## SHORT TASK
Transcribe every entry word for word. Skip the pictures.

(Excerpts of location labeling data)

- - -

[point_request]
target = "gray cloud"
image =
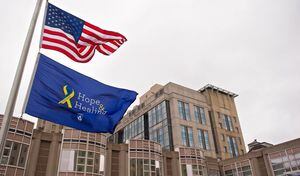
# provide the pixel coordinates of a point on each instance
(248, 47)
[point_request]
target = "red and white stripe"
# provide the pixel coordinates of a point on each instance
(92, 37)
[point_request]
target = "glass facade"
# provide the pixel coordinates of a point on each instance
(232, 146)
(200, 115)
(203, 139)
(158, 125)
(242, 168)
(285, 161)
(14, 154)
(81, 161)
(187, 138)
(227, 122)
(134, 130)
(184, 110)
(192, 162)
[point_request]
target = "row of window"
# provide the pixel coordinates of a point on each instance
(232, 146)
(243, 171)
(242, 168)
(184, 113)
(14, 154)
(188, 139)
(160, 134)
(194, 169)
(81, 161)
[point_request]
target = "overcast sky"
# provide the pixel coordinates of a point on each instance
(249, 47)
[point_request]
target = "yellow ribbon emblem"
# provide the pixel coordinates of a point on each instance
(68, 97)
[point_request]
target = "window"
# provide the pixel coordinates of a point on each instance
(144, 167)
(134, 128)
(242, 168)
(23, 155)
(203, 139)
(223, 137)
(285, 161)
(184, 110)
(227, 122)
(160, 134)
(82, 161)
(200, 115)
(232, 146)
(14, 154)
(187, 136)
(225, 149)
(157, 114)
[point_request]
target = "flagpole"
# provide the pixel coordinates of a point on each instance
(18, 76)
(36, 63)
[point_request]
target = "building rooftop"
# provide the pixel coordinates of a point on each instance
(212, 87)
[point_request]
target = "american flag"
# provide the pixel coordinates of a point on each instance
(76, 38)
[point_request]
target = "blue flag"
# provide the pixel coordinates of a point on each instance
(64, 96)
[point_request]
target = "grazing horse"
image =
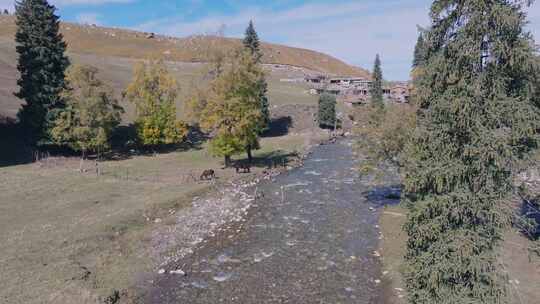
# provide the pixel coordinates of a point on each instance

- - -

## TASK RESPONSE
[point_request]
target = "gray cloud"
image =
# provide the pixel coordinates of a point on each instance
(248, 47)
[point_request]
target = "red and white stripe"
# provide the pixel coordinates of a point on each instance
(92, 37)
[point_request]
target = "glass facade"
# provide the pixel coordinates of a point on each instance
(232, 146)
(200, 115)
(203, 139)
(158, 125)
(242, 168)
(285, 161)
(14, 154)
(81, 161)
(187, 138)
(227, 122)
(134, 130)
(184, 110)
(192, 162)
[point_request]
target = "row of window"
# provide the pixel coordinates of a point on each instance
(232, 146)
(243, 171)
(242, 168)
(184, 113)
(14, 154)
(188, 139)
(160, 134)
(194, 169)
(81, 161)
[point_request]
target = "overcast sky"
# provide the pixel coordinates of a point on each instance
(249, 47)
[point_request]
target = "yellow ribbon emblem"
# provide the pixel coordinates of a point on each instance
(68, 97)
[point_request]
target = "window"
# provide the pixel coordinates of a point on each instance
(144, 167)
(134, 128)
(242, 168)
(23, 155)
(203, 139)
(223, 137)
(285, 161)
(184, 110)
(227, 122)
(160, 134)
(82, 161)
(200, 115)
(232, 146)
(14, 154)
(187, 136)
(225, 149)
(157, 114)
[point_request]
target = "flagpole"
# provide the pixel coordinates of a point on each instance
(18, 76)
(36, 63)
[point_request]
target = "building rooftop"
# provide the pixel coordinates of a point on each instance
(212, 87)
[point_request]
target = "american flag"
# provide the pixel coordinates of a point on each instance
(76, 38)
[point_request]
target = "blue flag"
# provide the pixel coordinates of a point on each instance
(64, 96)
[point_request]
target = "grazing horse"
image =
# provide the pixel coordinates of a point on each instance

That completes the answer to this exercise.